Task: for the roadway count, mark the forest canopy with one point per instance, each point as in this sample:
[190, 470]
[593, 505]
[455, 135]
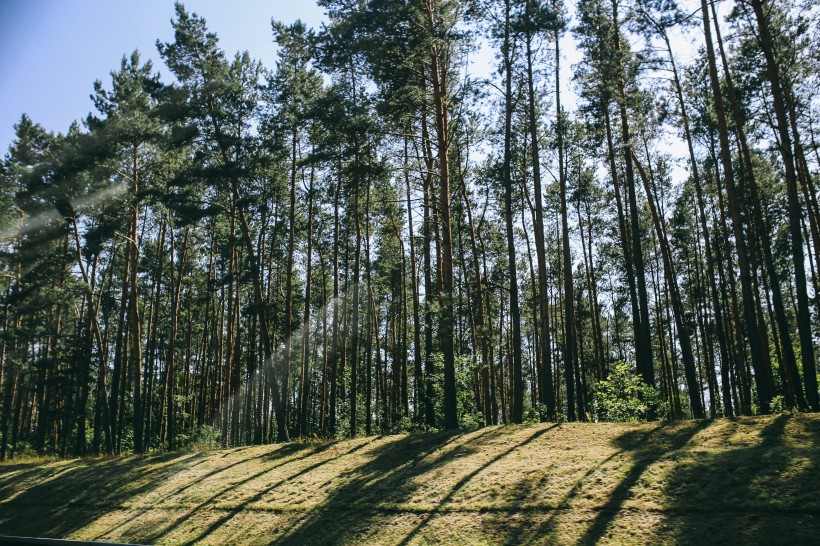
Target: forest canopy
[363, 236]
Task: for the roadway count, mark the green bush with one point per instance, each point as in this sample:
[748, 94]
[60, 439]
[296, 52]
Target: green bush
[624, 397]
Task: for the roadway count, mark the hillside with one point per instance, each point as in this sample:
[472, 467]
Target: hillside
[741, 481]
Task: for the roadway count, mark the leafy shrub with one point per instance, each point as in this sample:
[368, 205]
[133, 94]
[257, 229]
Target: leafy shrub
[624, 397]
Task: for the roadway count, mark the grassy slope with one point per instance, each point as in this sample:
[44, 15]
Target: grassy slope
[746, 480]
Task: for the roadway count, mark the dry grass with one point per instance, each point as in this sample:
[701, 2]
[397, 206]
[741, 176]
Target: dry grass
[742, 481]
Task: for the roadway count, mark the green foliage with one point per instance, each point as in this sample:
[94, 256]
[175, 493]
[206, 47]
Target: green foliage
[203, 438]
[624, 397]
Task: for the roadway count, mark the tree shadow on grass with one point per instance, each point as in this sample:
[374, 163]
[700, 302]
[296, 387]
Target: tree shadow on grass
[256, 497]
[388, 482]
[760, 491]
[534, 521]
[59, 498]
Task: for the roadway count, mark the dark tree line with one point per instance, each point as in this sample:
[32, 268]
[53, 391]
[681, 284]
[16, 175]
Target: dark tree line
[367, 238]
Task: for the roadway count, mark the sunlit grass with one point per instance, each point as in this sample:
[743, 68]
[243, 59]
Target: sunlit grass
[746, 480]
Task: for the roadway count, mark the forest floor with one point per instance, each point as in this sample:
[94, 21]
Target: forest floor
[727, 481]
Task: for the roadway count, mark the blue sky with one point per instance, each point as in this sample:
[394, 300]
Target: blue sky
[52, 51]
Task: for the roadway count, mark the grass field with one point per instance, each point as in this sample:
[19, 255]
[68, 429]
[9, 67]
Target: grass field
[727, 481]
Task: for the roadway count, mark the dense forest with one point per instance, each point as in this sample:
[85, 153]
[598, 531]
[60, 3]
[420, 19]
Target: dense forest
[362, 236]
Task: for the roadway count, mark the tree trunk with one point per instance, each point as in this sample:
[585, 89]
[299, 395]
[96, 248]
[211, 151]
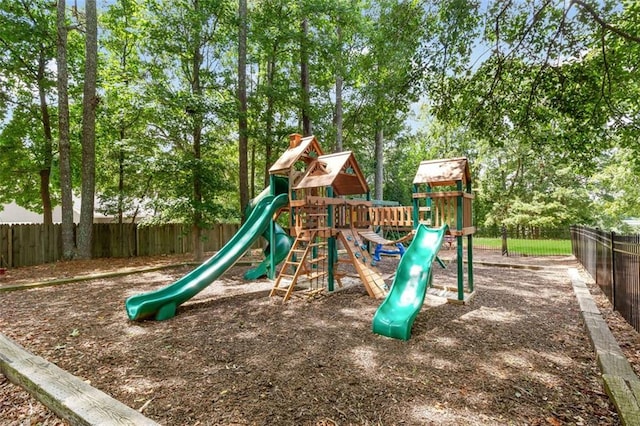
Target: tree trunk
[64, 146]
[339, 83]
[269, 119]
[379, 164]
[307, 130]
[242, 116]
[45, 170]
[196, 91]
[89, 104]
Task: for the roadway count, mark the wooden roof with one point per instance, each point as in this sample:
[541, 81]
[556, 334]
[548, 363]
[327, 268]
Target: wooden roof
[443, 172]
[339, 170]
[306, 149]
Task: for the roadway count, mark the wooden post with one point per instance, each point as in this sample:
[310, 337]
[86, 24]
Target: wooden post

• [WORK ORDER]:
Based on the entries above, give the number of lines with the string "post" and no further text.

• [RESULT BELOW]:
2